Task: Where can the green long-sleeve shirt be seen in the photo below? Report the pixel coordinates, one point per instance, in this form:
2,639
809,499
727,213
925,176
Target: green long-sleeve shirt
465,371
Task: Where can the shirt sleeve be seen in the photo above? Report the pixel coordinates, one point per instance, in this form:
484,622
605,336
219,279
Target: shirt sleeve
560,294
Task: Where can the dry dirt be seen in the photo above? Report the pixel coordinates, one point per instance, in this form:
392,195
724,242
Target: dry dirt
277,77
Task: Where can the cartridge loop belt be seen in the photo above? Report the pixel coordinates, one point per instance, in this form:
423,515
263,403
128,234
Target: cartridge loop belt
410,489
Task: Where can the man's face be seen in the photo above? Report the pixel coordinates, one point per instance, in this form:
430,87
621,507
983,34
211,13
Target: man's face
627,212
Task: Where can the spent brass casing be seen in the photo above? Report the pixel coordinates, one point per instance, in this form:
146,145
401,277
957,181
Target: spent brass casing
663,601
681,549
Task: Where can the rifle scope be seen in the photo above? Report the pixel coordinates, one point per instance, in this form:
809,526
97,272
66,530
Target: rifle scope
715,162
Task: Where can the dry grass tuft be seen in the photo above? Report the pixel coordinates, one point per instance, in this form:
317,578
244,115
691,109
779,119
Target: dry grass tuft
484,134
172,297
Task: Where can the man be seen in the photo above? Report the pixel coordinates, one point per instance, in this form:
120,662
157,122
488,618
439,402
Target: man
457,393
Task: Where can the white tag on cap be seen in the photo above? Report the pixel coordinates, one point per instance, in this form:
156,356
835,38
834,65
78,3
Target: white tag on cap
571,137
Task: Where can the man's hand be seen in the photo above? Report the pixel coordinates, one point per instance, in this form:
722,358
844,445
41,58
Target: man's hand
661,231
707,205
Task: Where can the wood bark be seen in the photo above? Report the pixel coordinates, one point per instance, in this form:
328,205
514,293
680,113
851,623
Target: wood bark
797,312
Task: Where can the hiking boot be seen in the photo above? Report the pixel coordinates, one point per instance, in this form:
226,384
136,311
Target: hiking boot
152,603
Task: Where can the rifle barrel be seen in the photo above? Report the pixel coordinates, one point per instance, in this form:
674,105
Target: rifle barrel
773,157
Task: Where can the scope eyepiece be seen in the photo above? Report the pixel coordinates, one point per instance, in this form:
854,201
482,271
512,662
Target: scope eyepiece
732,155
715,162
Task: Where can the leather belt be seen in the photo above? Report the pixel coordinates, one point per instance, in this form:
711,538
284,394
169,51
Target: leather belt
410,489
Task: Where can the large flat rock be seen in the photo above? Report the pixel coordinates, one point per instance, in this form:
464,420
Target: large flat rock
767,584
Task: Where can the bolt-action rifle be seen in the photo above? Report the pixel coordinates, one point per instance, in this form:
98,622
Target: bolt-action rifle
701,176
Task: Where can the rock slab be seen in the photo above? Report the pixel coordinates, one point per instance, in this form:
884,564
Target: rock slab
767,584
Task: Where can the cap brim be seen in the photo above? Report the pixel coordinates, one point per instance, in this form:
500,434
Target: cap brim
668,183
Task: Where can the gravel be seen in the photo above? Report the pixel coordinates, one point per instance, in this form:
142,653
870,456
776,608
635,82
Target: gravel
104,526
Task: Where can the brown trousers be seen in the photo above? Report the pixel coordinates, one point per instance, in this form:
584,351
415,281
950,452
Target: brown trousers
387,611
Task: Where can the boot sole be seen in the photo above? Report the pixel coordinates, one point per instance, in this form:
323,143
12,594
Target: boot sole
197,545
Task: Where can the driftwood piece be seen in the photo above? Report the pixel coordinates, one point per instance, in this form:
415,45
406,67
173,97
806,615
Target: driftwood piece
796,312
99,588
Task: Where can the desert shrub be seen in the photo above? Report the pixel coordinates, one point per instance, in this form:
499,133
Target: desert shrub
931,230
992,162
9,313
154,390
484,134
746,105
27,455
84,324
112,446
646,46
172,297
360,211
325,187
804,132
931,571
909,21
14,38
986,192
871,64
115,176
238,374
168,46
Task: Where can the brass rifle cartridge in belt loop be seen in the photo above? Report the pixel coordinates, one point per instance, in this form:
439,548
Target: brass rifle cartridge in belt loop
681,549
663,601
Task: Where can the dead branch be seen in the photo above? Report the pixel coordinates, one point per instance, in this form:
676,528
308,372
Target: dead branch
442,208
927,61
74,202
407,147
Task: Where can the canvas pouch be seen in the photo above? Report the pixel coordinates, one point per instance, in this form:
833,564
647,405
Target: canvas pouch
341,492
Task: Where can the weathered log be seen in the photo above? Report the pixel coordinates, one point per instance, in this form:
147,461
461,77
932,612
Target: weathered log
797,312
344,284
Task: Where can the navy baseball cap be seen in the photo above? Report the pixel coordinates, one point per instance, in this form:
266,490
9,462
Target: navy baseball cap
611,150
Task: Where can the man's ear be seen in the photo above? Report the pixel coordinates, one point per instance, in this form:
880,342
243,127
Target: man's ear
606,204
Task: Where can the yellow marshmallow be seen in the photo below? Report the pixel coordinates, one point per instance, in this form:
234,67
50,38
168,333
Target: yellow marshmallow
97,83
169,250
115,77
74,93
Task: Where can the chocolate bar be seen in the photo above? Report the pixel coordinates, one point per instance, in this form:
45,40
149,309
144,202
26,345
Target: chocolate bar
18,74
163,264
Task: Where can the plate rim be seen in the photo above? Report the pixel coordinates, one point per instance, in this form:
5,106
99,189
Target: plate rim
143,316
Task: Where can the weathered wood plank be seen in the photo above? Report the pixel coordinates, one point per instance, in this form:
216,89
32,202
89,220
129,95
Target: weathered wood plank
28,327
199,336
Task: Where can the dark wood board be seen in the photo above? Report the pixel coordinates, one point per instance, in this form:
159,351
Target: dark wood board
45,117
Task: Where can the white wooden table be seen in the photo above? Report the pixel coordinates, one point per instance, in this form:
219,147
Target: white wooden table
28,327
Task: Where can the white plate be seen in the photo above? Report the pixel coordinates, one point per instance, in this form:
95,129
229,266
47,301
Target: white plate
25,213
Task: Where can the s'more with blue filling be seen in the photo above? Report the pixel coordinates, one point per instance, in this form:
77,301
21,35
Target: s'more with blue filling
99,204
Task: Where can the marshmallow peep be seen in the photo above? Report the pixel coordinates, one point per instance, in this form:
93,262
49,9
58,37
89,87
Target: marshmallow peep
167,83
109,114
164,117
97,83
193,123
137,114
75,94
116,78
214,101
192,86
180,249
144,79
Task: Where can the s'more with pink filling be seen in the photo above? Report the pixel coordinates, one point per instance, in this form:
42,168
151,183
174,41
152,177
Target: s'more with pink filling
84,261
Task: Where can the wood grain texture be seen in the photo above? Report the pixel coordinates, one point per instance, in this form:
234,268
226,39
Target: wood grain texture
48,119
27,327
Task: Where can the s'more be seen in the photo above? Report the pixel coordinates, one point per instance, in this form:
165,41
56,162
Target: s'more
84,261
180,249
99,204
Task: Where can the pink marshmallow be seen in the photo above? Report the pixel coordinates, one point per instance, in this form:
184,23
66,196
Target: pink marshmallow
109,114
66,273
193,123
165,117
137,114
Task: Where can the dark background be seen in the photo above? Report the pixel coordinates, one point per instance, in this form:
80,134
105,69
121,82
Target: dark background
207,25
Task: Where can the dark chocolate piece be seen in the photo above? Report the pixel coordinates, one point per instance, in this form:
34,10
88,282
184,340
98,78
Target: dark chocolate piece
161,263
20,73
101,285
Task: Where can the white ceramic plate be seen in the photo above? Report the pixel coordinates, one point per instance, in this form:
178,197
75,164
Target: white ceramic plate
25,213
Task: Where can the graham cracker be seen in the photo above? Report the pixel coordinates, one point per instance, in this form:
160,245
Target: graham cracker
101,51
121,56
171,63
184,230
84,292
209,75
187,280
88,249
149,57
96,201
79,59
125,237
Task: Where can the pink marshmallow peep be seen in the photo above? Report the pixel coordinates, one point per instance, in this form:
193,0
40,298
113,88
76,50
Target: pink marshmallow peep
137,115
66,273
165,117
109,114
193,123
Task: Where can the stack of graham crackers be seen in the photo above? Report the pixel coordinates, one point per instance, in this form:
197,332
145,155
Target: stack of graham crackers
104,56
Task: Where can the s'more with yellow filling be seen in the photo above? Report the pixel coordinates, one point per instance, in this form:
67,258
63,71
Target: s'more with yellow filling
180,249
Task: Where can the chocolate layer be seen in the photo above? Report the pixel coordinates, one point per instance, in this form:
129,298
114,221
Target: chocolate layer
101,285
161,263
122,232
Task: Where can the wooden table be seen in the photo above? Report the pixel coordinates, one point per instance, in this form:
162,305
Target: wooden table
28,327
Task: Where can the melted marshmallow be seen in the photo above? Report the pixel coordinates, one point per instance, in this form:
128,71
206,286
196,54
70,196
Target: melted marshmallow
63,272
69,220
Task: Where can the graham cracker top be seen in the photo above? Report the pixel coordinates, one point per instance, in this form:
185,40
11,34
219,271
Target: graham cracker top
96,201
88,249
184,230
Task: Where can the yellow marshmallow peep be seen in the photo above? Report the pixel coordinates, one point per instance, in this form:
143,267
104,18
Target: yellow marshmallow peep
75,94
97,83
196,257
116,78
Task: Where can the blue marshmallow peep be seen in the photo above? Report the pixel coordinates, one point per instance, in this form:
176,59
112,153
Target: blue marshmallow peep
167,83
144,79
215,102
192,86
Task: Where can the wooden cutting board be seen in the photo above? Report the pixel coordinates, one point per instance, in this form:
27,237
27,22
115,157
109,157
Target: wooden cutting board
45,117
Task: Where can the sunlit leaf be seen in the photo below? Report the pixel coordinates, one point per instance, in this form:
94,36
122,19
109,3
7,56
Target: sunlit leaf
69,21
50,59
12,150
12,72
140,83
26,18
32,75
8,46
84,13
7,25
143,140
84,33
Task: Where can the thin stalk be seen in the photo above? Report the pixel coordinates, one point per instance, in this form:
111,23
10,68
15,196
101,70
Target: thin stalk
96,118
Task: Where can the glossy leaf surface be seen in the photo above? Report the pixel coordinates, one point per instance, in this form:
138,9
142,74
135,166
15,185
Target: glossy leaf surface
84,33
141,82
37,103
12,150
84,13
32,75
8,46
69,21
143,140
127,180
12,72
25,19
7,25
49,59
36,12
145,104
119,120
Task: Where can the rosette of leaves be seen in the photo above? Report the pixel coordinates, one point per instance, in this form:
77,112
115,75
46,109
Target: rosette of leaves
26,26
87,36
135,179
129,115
----------
▸ **STATED EXERCISE**
Above are the records; copy exactly the lines from the one with "Task: Where can the wooden cutting" through the final line.

▸ **FULL SOLUTION**
Task: Where can the wooden cutting board be seen in the photo above? Report the pixel coordinates, one point per instance, in this form:
27,237
27,22
115,157
109,157
Target: wooden cutting board
45,117
Task: Where can the sunlit leaf be seen in the photo below? Report the pixel coordinates, one point per instance, in this form:
94,36
122,19
109,3
7,56
Target: sunlit leaf
69,21
50,59
12,150
12,72
140,83
26,18
32,75
8,46
84,13
7,25
143,140
84,33
Task: Where can the thin stalk be seen in the photo above? Report the pixel coordinates, one point per instance, in this form:
111,23
10,68
15,196
101,70
Target: thin stalk
96,118
Task: Where can the glossy leaf surface be seen in the photo above? Report the pixel coordinates, one point per instance, in this form:
138,9
142,74
135,166
15,185
Target: glossy leaf surface
84,33
141,82
37,103
12,150
84,13
32,75
8,46
69,21
143,140
127,180
12,72
25,19
7,25
49,59
36,12
145,104
119,120
Task: Where can the rosette of leaves be seen in the photo above? Report the pixel coordinates, one point per instance, in this form:
77,112
115,75
46,109
Target: rosette of leaves
26,26
87,36
135,179
129,115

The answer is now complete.